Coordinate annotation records
----------

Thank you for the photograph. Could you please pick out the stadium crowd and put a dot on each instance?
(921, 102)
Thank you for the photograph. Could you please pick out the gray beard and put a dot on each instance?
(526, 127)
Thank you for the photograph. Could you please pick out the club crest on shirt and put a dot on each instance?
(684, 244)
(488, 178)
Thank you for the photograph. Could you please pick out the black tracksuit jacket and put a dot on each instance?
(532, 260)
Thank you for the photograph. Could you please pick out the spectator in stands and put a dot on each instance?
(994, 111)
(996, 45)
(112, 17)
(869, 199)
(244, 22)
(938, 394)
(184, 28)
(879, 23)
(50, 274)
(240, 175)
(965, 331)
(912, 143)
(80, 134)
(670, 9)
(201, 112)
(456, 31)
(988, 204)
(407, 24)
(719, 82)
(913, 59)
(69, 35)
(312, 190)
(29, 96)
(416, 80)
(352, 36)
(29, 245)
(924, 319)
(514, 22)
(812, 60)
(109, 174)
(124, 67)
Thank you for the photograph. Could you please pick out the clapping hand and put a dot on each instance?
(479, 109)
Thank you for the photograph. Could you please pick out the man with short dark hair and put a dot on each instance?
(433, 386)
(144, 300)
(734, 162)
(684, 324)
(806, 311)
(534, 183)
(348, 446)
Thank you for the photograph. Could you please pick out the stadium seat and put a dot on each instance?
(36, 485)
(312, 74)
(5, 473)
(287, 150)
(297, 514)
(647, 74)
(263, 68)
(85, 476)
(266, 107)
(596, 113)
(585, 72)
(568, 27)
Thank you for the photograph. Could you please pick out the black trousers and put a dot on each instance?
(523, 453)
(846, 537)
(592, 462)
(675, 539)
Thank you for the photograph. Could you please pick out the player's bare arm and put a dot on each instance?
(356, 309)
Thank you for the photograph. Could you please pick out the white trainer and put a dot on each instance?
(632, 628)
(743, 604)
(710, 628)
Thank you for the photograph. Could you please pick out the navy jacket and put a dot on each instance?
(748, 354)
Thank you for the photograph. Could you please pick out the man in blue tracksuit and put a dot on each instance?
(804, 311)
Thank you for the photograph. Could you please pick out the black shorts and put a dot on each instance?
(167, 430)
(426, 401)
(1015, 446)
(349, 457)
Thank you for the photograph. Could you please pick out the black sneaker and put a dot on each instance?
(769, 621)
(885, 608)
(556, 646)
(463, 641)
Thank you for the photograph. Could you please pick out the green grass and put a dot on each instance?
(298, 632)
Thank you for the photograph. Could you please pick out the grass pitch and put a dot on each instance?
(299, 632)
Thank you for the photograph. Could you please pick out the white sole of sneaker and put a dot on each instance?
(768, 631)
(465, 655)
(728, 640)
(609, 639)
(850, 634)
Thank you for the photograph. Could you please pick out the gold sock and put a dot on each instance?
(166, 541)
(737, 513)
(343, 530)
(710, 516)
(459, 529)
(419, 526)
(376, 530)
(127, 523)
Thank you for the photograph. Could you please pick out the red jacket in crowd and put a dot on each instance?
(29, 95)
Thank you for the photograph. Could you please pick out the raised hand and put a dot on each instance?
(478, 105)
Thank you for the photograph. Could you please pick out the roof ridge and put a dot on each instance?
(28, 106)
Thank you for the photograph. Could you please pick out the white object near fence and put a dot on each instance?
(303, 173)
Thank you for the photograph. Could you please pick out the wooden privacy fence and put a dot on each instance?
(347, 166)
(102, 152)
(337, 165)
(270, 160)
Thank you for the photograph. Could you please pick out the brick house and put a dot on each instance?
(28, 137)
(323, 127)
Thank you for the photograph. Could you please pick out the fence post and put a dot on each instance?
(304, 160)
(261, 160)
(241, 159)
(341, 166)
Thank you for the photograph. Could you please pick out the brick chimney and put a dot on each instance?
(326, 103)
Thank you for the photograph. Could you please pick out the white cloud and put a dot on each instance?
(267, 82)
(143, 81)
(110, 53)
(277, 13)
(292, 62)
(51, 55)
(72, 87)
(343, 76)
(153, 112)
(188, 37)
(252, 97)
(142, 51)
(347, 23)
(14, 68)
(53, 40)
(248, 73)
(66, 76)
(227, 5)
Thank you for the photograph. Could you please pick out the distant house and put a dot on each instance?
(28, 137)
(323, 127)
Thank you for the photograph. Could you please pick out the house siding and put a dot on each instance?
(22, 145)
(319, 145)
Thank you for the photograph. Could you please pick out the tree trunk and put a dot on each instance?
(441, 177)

----------

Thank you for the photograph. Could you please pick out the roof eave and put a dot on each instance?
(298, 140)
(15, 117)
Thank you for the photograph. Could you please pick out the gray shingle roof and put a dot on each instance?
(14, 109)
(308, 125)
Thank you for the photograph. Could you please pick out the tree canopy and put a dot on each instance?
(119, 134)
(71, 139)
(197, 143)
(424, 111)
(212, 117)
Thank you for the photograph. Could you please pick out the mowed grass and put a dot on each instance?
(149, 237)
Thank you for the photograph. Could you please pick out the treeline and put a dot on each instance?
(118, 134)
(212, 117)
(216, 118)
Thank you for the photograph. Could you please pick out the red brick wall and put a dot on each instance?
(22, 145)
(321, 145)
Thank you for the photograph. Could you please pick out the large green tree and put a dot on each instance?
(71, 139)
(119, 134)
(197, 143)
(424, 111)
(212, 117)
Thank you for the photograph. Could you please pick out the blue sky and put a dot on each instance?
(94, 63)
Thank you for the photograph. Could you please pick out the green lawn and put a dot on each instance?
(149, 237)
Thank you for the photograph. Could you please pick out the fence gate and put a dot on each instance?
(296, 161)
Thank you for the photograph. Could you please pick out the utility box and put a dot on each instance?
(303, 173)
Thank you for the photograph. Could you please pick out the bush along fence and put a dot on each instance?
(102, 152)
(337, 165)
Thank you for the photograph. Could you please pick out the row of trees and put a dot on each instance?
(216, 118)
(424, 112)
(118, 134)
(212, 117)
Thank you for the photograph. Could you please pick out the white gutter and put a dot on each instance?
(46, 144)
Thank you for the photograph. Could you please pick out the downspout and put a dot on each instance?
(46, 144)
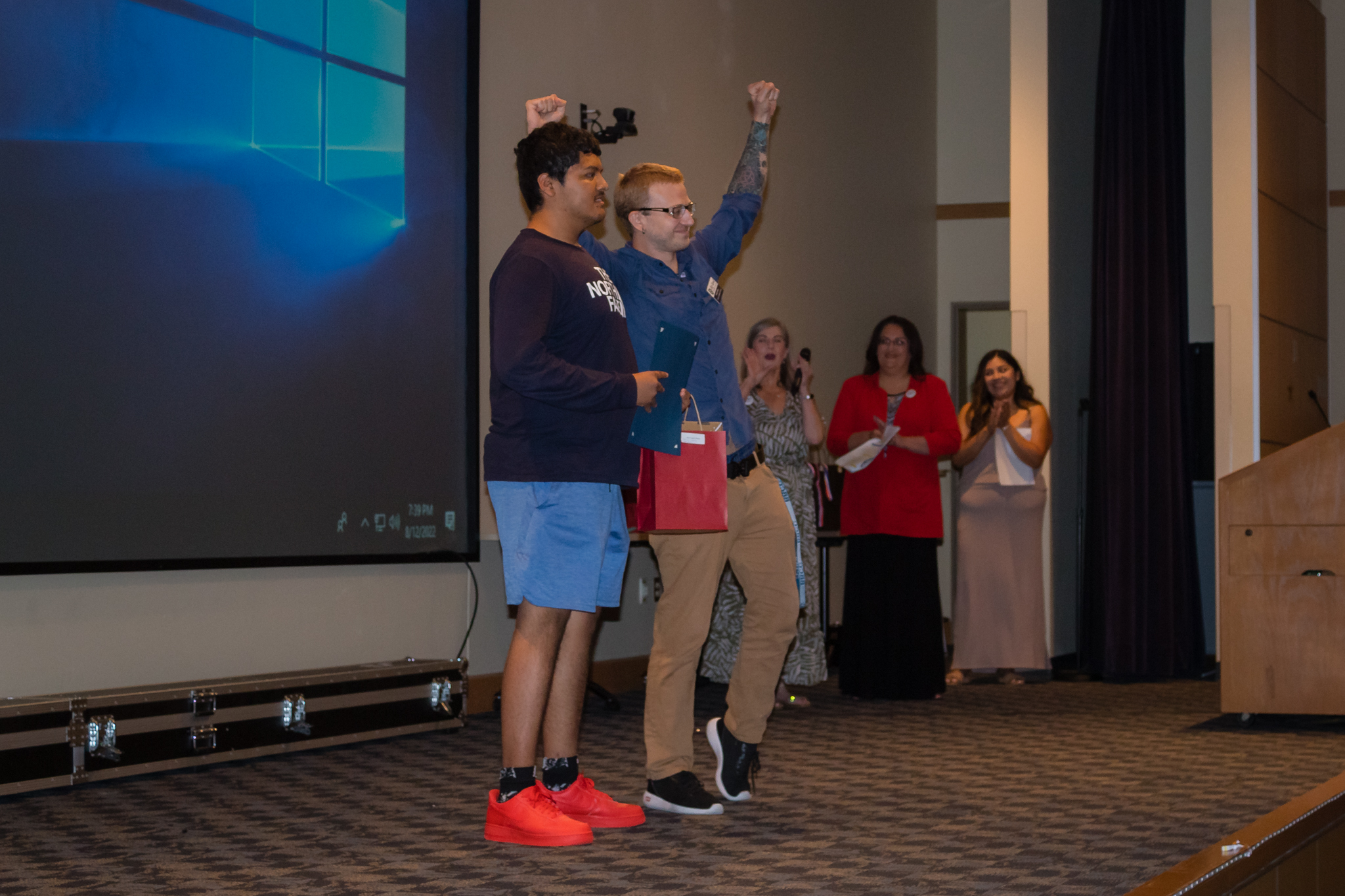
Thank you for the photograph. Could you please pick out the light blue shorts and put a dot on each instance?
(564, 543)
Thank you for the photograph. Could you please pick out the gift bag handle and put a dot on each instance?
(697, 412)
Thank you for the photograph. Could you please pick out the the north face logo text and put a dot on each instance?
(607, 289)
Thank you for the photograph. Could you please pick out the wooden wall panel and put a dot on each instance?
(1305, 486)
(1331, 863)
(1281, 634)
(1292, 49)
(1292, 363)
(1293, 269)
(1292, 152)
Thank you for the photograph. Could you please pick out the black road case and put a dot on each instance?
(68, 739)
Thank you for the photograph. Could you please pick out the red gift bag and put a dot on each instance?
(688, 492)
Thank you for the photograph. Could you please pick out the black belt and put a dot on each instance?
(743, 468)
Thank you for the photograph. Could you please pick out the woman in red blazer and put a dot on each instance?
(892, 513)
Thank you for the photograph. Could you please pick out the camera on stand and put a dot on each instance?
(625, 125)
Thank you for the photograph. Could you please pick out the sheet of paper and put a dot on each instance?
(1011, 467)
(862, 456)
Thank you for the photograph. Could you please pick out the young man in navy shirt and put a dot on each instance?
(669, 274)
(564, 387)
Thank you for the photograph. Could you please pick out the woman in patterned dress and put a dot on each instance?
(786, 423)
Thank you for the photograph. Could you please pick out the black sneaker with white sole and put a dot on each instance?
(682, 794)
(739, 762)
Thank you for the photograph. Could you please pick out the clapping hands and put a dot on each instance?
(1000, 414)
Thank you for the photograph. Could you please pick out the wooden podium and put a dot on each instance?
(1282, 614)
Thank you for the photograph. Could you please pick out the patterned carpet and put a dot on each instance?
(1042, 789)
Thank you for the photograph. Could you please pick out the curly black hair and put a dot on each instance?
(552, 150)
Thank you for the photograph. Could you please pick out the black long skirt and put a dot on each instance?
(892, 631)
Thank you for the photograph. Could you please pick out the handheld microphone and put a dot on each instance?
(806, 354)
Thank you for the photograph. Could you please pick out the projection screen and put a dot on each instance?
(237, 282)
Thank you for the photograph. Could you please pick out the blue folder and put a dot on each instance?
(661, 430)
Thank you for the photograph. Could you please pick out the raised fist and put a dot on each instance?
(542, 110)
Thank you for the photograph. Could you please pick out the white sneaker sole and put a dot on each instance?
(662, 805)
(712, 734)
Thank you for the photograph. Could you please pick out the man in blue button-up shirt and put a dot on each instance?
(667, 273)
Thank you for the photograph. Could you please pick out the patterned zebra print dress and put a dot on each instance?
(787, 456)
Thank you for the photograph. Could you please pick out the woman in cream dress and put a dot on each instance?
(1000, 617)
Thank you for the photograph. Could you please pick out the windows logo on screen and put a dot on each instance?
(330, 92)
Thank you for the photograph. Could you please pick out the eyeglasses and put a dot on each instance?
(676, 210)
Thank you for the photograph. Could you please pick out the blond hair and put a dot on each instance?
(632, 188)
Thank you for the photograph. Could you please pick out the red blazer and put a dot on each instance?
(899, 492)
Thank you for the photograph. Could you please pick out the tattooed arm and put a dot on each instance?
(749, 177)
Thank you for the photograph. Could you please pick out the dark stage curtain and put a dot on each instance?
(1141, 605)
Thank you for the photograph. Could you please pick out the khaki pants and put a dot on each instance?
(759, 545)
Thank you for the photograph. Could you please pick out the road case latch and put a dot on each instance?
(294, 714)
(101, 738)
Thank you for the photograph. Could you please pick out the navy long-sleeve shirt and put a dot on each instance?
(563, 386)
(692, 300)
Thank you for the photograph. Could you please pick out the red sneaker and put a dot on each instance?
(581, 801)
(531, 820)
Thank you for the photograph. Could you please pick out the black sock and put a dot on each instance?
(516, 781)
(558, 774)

----------

Show every line above that contains the word "blue".

Thank you for the photograph. Could you please pick out the man in blue tracksuit and put a dot on each instance?
Thank you for the photograph. Could you please pick out the blue sky and put a dot on each instance?
Thank you for the photograph. Could you please pick out the light blue shorts and put a dot on each instance?
Thank you for the photograph. Could you please pick out the blue folder and put a dot on each instance?
Thank you for the photograph. Could you please pick out the man in blue button-up shirt and put a dot on each instance?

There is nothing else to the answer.